Task instructions:
For every record that follows, write out the text exactly and omit the picture, if one is present.

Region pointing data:
<<<<

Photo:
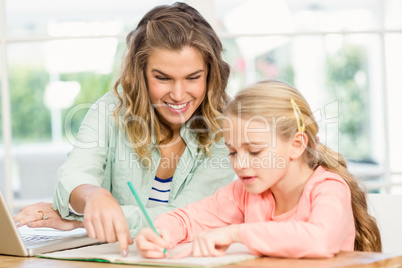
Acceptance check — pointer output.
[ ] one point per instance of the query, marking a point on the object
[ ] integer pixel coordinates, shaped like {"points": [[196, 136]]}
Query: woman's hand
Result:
{"points": [[103, 217], [212, 242], [32, 217], [151, 245]]}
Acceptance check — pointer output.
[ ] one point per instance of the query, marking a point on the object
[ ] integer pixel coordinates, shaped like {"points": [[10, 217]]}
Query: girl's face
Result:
{"points": [[259, 158], [177, 82]]}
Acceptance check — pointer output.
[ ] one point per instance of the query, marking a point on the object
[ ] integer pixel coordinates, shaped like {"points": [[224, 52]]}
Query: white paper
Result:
{"points": [[235, 253]]}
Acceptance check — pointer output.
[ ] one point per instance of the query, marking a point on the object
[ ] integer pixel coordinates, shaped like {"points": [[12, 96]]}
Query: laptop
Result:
{"points": [[30, 241]]}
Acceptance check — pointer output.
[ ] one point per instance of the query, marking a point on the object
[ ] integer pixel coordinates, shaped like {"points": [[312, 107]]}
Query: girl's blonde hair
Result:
{"points": [[272, 99], [170, 27]]}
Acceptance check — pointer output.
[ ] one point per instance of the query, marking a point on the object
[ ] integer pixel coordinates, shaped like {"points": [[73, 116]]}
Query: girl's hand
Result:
{"points": [[33, 217], [151, 245], [104, 220], [212, 242]]}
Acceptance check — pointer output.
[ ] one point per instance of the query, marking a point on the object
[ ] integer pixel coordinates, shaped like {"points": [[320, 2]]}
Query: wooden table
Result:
{"points": [[343, 259]]}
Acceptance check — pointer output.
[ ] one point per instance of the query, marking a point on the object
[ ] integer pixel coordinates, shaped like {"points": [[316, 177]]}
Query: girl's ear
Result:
{"points": [[298, 145]]}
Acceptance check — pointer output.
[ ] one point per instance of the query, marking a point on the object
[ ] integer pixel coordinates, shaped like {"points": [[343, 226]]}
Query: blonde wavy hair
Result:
{"points": [[170, 27], [272, 98]]}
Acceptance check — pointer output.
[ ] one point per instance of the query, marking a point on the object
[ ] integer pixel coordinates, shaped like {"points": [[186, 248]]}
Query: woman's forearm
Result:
{"points": [[82, 194]]}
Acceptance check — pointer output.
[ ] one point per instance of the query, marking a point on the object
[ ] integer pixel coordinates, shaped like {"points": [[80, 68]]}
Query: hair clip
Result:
{"points": [[299, 116]]}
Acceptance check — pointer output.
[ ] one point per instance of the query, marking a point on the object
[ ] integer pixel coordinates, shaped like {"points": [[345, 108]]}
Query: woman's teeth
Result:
{"points": [[177, 107]]}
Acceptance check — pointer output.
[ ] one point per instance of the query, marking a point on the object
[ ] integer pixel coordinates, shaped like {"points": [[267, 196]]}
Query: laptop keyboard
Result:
{"points": [[35, 239]]}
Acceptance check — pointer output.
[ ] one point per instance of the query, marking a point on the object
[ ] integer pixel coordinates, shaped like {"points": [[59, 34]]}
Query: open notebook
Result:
{"points": [[110, 253]]}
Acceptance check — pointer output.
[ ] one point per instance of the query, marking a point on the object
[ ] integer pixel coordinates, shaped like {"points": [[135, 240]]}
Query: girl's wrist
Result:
{"points": [[235, 234]]}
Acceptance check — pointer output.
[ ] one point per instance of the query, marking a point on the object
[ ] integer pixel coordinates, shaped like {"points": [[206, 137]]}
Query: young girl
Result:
{"points": [[294, 197]]}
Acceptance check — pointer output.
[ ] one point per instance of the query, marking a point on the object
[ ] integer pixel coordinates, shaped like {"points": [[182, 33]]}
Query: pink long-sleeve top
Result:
{"points": [[321, 225]]}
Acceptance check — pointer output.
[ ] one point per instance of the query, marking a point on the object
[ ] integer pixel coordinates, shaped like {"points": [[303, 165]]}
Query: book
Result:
{"points": [[111, 253]]}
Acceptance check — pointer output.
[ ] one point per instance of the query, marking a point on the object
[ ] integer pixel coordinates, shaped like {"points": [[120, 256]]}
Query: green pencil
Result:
{"points": [[143, 208]]}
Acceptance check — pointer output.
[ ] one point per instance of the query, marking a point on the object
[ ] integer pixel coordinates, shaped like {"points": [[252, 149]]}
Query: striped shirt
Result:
{"points": [[160, 192]]}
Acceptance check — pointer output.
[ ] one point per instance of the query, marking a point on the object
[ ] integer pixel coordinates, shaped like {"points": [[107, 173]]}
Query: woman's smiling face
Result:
{"points": [[177, 81]]}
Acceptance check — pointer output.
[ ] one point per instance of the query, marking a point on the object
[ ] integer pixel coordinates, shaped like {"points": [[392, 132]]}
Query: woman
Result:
{"points": [[158, 130]]}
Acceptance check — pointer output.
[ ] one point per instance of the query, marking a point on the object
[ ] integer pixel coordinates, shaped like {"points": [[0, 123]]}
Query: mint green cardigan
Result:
{"points": [[103, 156]]}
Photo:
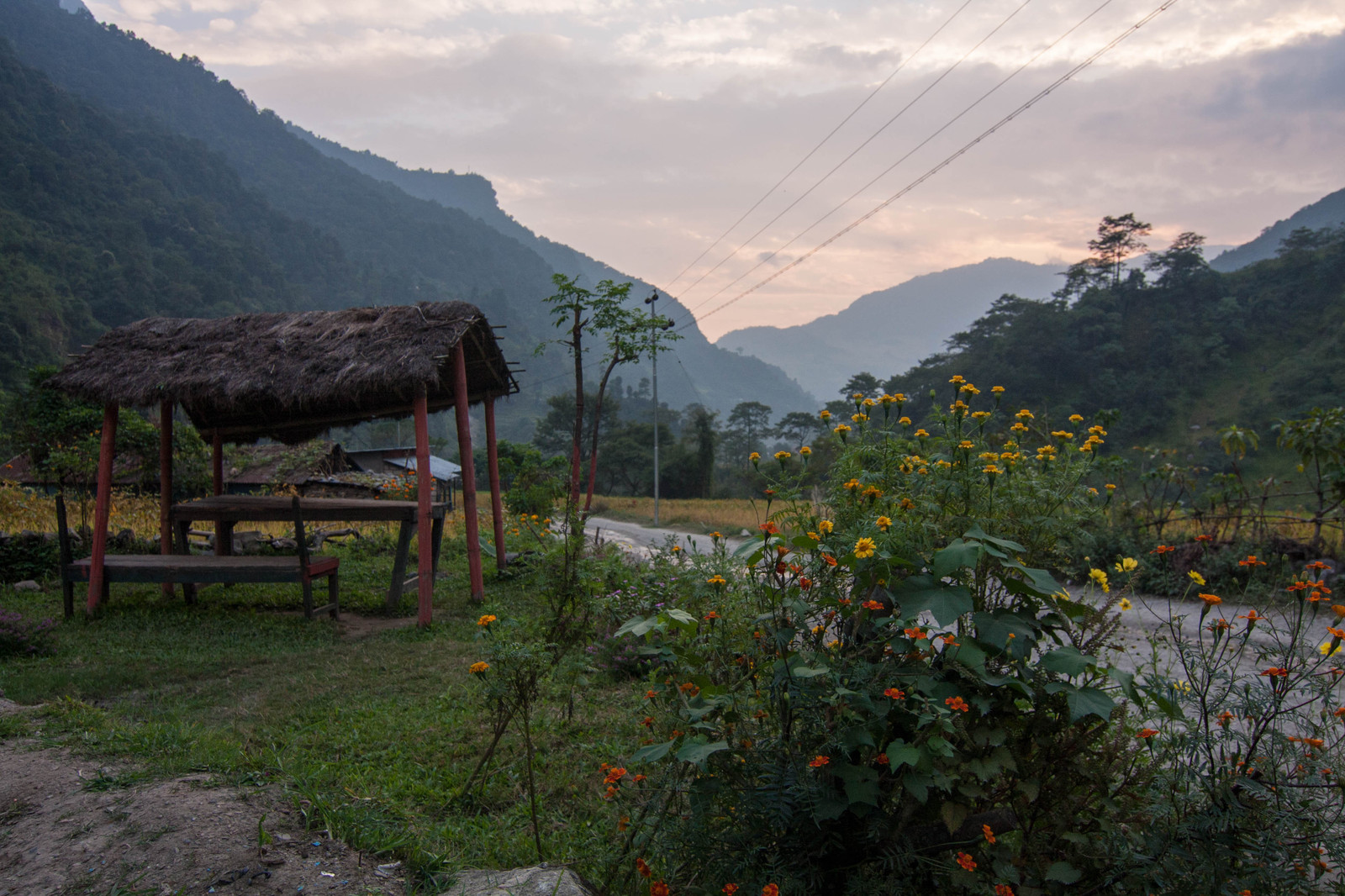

>>>>

Exercise result:
Photo:
Acceptance check — pointer output.
[ ] one point per instance of the query, marking a point on the object
[ ] integer pixel coordinates, shaped like {"points": [[196, 136]]}
Query: woman's hand
Result:
{"points": [[103, 217], [212, 242], [32, 217], [151, 245]]}
Acceptance check — pointer output.
[ ] one point per instance of the query, marking a point on the object
[ ] integer pixel coordinates, shaped like {"points": [[10, 217]]}
Query: girl's face
Result:
{"points": [[259, 158], [177, 82]]}
Acceptance check — pointer output.
[ ] one point per instance of the query, marking a point on the object
[ ] integer pixel coordinates, shaped like {"points": [[224, 52]]}
Query: white paper
Result:
{"points": [[235, 253]]}
Acceptance check — pointer output.
[ ] one point per instance of the query, marking a point on the object
[ ] integer pixel coordinates, shaped like {"points": [[12, 96]]}
Query: laptop
Result:
{"points": [[30, 241]]}
Acceptance check — pointer output.
[ ] one point per instance of the query, marking a point on the object
[ ] integer pixel coordinates, shaped like {"points": [[312, 107]]}
Query: girl's blonde hair
Result:
{"points": [[272, 99], [170, 27]]}
Acceptance check — pointer output.
[ ] one point per instance of the query, marking a point on the object
[ ] integer pixel coordinates, shaped like {"points": [[73, 116]]}
Query: girl's hand
Result:
{"points": [[33, 217], [151, 245], [104, 220], [212, 242]]}
Acceptance check — pointer output.
[ ] one point per instance of the query, marking a point on the object
[ ] integer pixel coordinates, shaped like {"points": [[320, 2]]}
Query: wooden table
Result:
{"points": [[343, 259]]}
Acceptance check — pointer output.
[ ] one point per instance of the query, marking a point on the object
[ ] integer pixel coordinates, shaped like {"points": [[316, 177]]}
Query: girl's ear
Result:
{"points": [[298, 145]]}
Acceptance check — pointer output.
[ ] one point per instance of the query, marking a point on the object
[ ] integer pixel coordinates, shaped like {"points": [[343, 226]]}
Query: blonde wavy hair
Result:
{"points": [[170, 27], [272, 98]]}
Acceptance check — pointer output.
[ ] one point per instance of the query, marking a point on the object
[ ] integer pixel coordinates, shaped like {"points": [[186, 248]]}
Query: woman's forearm
Result:
{"points": [[82, 194]]}
Acceptance check — pointer output.
[ ] one point per instance of the query, marking a point on the object
[ ] integer pixel coordinates, shaped like {"points": [[80, 68]]}
Query: hair clip
Result:
{"points": [[299, 116]]}
Acceptance check — pointer output.
[ ] one point per instance of the query, marking a point on the object
[ ] integer pixel coordinates, shaped like {"points": [[345, 108]]}
Query: woman's teeth
Result:
{"points": [[177, 107]]}
Acceptance check — pointer output.
[ ] one point per instance of the query, marking a point on the object
[ ] integer pixel coordinates, shaped like {"points": [[267, 196]]}
Query: laptop keyboard
Result:
{"points": [[35, 239]]}
Acceptance check — pointer output.
[ ] one point per instance of the query, marking a point on the object
[ ] integer pixel coordinates, shaped like {"points": [[59, 34]]}
Query: open notebook
Result:
{"points": [[110, 253]]}
Acceptance check — pointer output.
[ ] one point per instance of the query, marking a point on the object
[ ] integer pixel coordinates, shaped like {"points": [[135, 240]]}
Query: girl's wrist
Result:
{"points": [[235, 234]]}
Acceptance check — pointer output.
[ ] one point per instance of the query, marking a point on the object
[ ] integer pixel coordinates, shaped like {"points": [[206, 137]]}
Query: young girl
Result:
{"points": [[294, 197]]}
Acceptance check — pointer output.
[ ] one point per instance of the query, marking a point on the object
[ ] integer pixel coordinates, shaped like {"points": [[182, 33]]}
Query: pink long-sleeve top
Result:
{"points": [[321, 225]]}
Acceptance check — pointer output.
[ ] one point per instance of the query, marking a point on the object
[ ] integer pixel coordinates, shaped like {"points": [[303, 165]]}
Query: book
Result:
{"points": [[111, 253]]}
Acceptance check — pointer output.
[ ] one point per instance of the query, marking a point on the object
[ ] integer pixel coordinates, shaped like {"points": [[120, 256]]}
Query: green pencil
Result:
{"points": [[143, 208]]}
Acceptance check — pointer output.
[ ] one point per instance of the query, marking a point on the object
[ ] integer pixel coordinates, shaped like {"points": [[252, 149]]}
Query: striped shirt
Result:
{"points": [[160, 192]]}
Acceptance check — pointer output.
[ ] one point per instance of the query, marking a point on the object
[ ] integer pixel coordinates, shaped like {"points": [[107, 173]]}
Query: woman's smiling face
Result:
{"points": [[177, 81]]}
Acceptance check — pointer output.
[ ] one point per instance of the query, marking a point on the object
[ ] integer pixel coordinates, shaped like {"points": [[392, 132]]}
Query: woman
Result:
{"points": [[158, 130]]}
Acceptance check — pointer output.
[ ] one point per instance of the query, marking a point on the object
[ ] integer pixel coordinates, shaped like {"points": [[0, 123]]}
Query: mint green cardigan
Result:
{"points": [[103, 156]]}
Photo:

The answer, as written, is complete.